» Exercise requirements:
Change every "rough mask" in the listing below to "coarse mask" and reproduce the lines with nothing else altered. Leave the pictures out of your answer.

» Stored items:
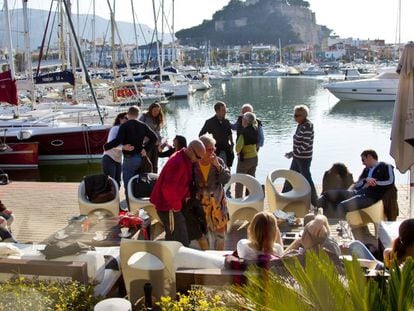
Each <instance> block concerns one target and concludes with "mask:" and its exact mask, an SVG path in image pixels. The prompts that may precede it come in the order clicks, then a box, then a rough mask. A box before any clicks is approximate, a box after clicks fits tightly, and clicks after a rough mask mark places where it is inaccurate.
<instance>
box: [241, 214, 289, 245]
mask: <svg viewBox="0 0 414 311" xmlns="http://www.w3.org/2000/svg"><path fill="white" fill-rule="evenodd" d="M247 236H248V239H249V241H250V242H251V243H252V246H253V248H254V249H256V250H259V251H263V252H264V253H272V252H273V245H274V244H275V243H276V242H279V241H281V238H280V231H279V227H278V226H277V220H276V217H275V216H274V215H273V214H272V213H270V212H267V211H263V212H259V213H257V214H256V215H255V216H254V217H253V220H252V222H251V223H250V225H249V227H248V229H247Z"/></svg>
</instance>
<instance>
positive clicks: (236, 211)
mask: <svg viewBox="0 0 414 311" xmlns="http://www.w3.org/2000/svg"><path fill="white" fill-rule="evenodd" d="M234 183H240V184H242V185H243V186H245V187H246V188H247V190H248V191H249V194H248V195H247V196H245V197H242V198H227V208H228V210H229V217H230V220H229V222H228V224H227V232H230V231H231V228H232V226H233V225H234V223H235V222H236V221H237V220H247V221H248V222H250V221H251V220H252V219H253V217H254V215H255V214H256V213H258V212H261V211H263V207H264V193H263V188H262V185H261V184H260V183H259V181H258V180H257V179H256V178H254V177H252V176H250V175H247V174H240V173H239V174H232V175H231V178H230V180H229V182H228V183H227V184H226V185H225V186H224V191H225V192H226V191H227V190H228V189H229V188H230V187H231V185H232V184H234Z"/></svg>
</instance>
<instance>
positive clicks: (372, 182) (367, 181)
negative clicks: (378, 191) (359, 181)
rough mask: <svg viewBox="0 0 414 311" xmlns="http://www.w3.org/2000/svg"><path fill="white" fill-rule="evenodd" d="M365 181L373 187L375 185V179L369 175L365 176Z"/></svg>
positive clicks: (371, 186)
mask: <svg viewBox="0 0 414 311" xmlns="http://www.w3.org/2000/svg"><path fill="white" fill-rule="evenodd" d="M365 183H366V184H367V185H368V186H370V187H375V186H376V185H377V181H376V179H375V178H371V177H368V178H365Z"/></svg>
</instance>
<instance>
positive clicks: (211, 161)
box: [210, 153, 220, 170]
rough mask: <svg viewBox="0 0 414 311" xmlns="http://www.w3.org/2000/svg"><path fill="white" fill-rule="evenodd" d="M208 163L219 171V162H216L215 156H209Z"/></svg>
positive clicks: (212, 154)
mask: <svg viewBox="0 0 414 311" xmlns="http://www.w3.org/2000/svg"><path fill="white" fill-rule="evenodd" d="M210 161H211V162H210V163H211V164H212V165H214V166H215V167H216V168H217V169H218V170H219V169H220V163H219V161H218V159H217V156H216V154H215V153H213V154H212V155H211V158H210Z"/></svg>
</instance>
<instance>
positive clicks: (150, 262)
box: [120, 239, 182, 304]
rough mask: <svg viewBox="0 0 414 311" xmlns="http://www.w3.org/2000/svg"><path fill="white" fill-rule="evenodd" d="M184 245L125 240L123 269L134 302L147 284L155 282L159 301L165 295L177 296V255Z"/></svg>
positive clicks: (128, 295) (158, 299)
mask: <svg viewBox="0 0 414 311" xmlns="http://www.w3.org/2000/svg"><path fill="white" fill-rule="evenodd" d="M180 247H182V244H181V243H180V242H176V241H142V240H129V239H123V240H122V241H121V246H120V257H121V270H122V275H123V278H124V283H125V288H126V292H127V295H128V298H129V301H131V302H132V304H135V302H136V301H137V300H138V299H140V298H142V297H143V296H144V284H145V283H151V285H152V296H153V297H155V299H156V301H159V299H160V297H161V296H170V297H172V298H173V299H174V298H175V296H176V292H175V289H176V284H175V264H174V258H175V256H176V254H177V252H178V250H179V249H180Z"/></svg>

» Answer for the task:
Each <instance> block concerns one target and concludes with "mask:" and its exact mask, an SVG path in image pixels. The prompts that may precede it come in the order clicks, then a box, then a coarse mask. A box before any clicks is approximate, a box after clicks fits tightly, and clicks after a coarse mask mark places where it is inaccurate.
<instance>
box: [241, 214, 289, 245]
mask: <svg viewBox="0 0 414 311" xmlns="http://www.w3.org/2000/svg"><path fill="white" fill-rule="evenodd" d="M247 236H248V239H249V241H250V242H251V243H252V246H253V248H254V249H256V250H259V251H263V252H264V253H272V252H273V245H274V244H275V243H276V242H279V241H281V238H280V231H279V227H278V226H277V220H276V217H275V216H274V215H273V214H272V213H270V212H267V211H263V212H259V213H257V214H256V215H255V216H254V217H253V220H252V222H251V223H250V225H249V227H248V229H247Z"/></svg>
</instance>
<instance>
positive clicks: (236, 211)
mask: <svg viewBox="0 0 414 311" xmlns="http://www.w3.org/2000/svg"><path fill="white" fill-rule="evenodd" d="M234 183H240V184H242V185H243V186H245V187H246V188H247V190H248V191H249V194H248V195H247V196H245V197H242V198H227V208H228V210H229V217H230V220H229V222H228V224H227V232H230V231H231V228H232V226H233V225H234V223H235V222H236V221H237V220H247V221H248V222H250V221H251V220H252V219H253V217H254V215H255V214H256V213H258V212H261V211H263V207H264V193H263V188H262V185H261V184H260V183H259V181H258V180H257V179H256V178H254V177H252V176H250V175H247V174H240V173H239V174H232V175H231V178H230V180H229V182H228V183H227V184H226V185H225V186H224V191H225V192H226V191H227V190H228V189H229V188H230V187H231V185H232V184H234Z"/></svg>
</instance>
<instance>
positive clicks: (372, 182) (367, 181)
negative clicks: (378, 191) (359, 181)
coarse mask: <svg viewBox="0 0 414 311" xmlns="http://www.w3.org/2000/svg"><path fill="white" fill-rule="evenodd" d="M365 181L373 187L375 185V179L369 175L365 176Z"/></svg>
positive clicks: (371, 186)
mask: <svg viewBox="0 0 414 311" xmlns="http://www.w3.org/2000/svg"><path fill="white" fill-rule="evenodd" d="M365 183H366V184H367V185H368V186H370V187H375V186H376V185H377V181H376V179H375V178H371V177H368V178H365Z"/></svg>
</instance>
<instance>
positive clicks: (211, 161)
box: [210, 153, 220, 170]
coarse mask: <svg viewBox="0 0 414 311" xmlns="http://www.w3.org/2000/svg"><path fill="white" fill-rule="evenodd" d="M208 163L219 171V162H216L215 156H209Z"/></svg>
positive clicks: (212, 154)
mask: <svg viewBox="0 0 414 311" xmlns="http://www.w3.org/2000/svg"><path fill="white" fill-rule="evenodd" d="M210 161H211V162H210V163H211V164H212V165H214V166H215V167H216V168H217V169H218V170H219V169H220V163H219V161H218V159H217V156H216V154H215V153H213V154H212V155H211V158H210Z"/></svg>
</instance>
<instance>
positive clicks: (150, 262)
box: [120, 239, 182, 304]
coarse mask: <svg viewBox="0 0 414 311" xmlns="http://www.w3.org/2000/svg"><path fill="white" fill-rule="evenodd" d="M184 245L125 240L123 269L134 302L147 284L155 282L159 301L165 295L177 296V255Z"/></svg>
positive clicks: (128, 295) (158, 299)
mask: <svg viewBox="0 0 414 311" xmlns="http://www.w3.org/2000/svg"><path fill="white" fill-rule="evenodd" d="M180 247H182V244H181V243H180V242H176V241H142V240H129V239H123V240H122V241H121V246H120V257H121V270H122V275H123V278H124V283H125V288H126V292H127V295H128V298H129V301H131V302H132V304H135V302H136V301H137V300H138V299H140V298H142V297H143V296H144V284H145V283H151V285H152V296H153V297H155V299H156V301H159V299H160V297H161V296H170V297H172V298H173V299H174V298H175V296H176V292H175V289H176V284H175V264H174V258H175V256H176V254H177V252H178V250H179V249H180Z"/></svg>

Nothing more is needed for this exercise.